Reading passage:
******
By the time I entered high school, I was ready for the revolution. Crazed with fresh powers of critical thinking, I soon found myself in trouble for unsolicited opinions. My indiscretions sufficed to bring the FBI to high school and home to check me out. Yet I was still a space kid, fascinated with the outer reaches of science and technology. I just didn’t see any real difference between relativity and The Dharma Bums.

One of the honors bestowed on top students during the senior year was a specialty tour of the Hanford project. In retrospect, I understood that this was a kind of recruiting pitch like those offered by universities for athletes and scholars. The glamor of a scientific career was put on display within the context of a historical facility, a place that changed the world. However, other than chemistry, I was not a very good student in science. By this point, I was more interested in literature and barely applied myself to the ridiculous array of courses I had picked earlier in my enthusiasms, including calculus and advanced physics. Yet I remained a good enough student to be selected for the Hanford excursion. When asked to pick a specialty, I selected mathematics, my worst subject. I received a lot of praise for this choice because, after all, math is the basis for science, but while the other kids were touring state of the art laboratories and inspecting the mechanical guts of the reactors themselves, I spent the day stuck in a basement room watching an egghead scrawl incomprehensible formulae on a chalkboard. I already knew there was zero chance I would pursue a scientific career; I wanted to be a writer or a philosopher or something like that; it was hard to decide. The Hanford tour day allowed plenty of time for daydreaming and that’s what I did.

Now the whole thing is a Superfund cleanup site, one of the world’s largest repositories of radioactive waste. A single public utility reactor generates power, but all nine military reactors have been shut down and decommissioned. Unfortunately, the eternal needs of radioactive containment require close attention. Fifty-three million gallons of high-level radioactive waste in liquid form along with an additional 25 million cubic feet of solid waste present daunting challenges for management. Containers tend to fail over time, requiring transfers of the contents to new, improved containers, followed by research into the next generation of containers before they are needed. Richland has grown to provide dwelling for the workers dealing with this perilous waste and the current population is around sixty thousand. These days the Hanford mission is no longer to manufacture material for warheads but is solely concerned with stuffing the genie back in the bottle.
******
Information:

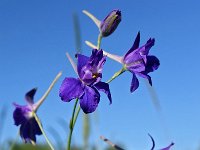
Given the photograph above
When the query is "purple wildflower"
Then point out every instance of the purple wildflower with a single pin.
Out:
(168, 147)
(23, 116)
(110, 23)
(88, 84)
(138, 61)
******
Assigned task: Using the passage about the Hanford tour, explain in one to three sentences why choosing mathematics as a specialty earned the narrator a lot of praise.

Solution for this exercise: The narrator was praised for the choice because math is the basis for science. The praise came even though mathematics was the narrator's worst subject.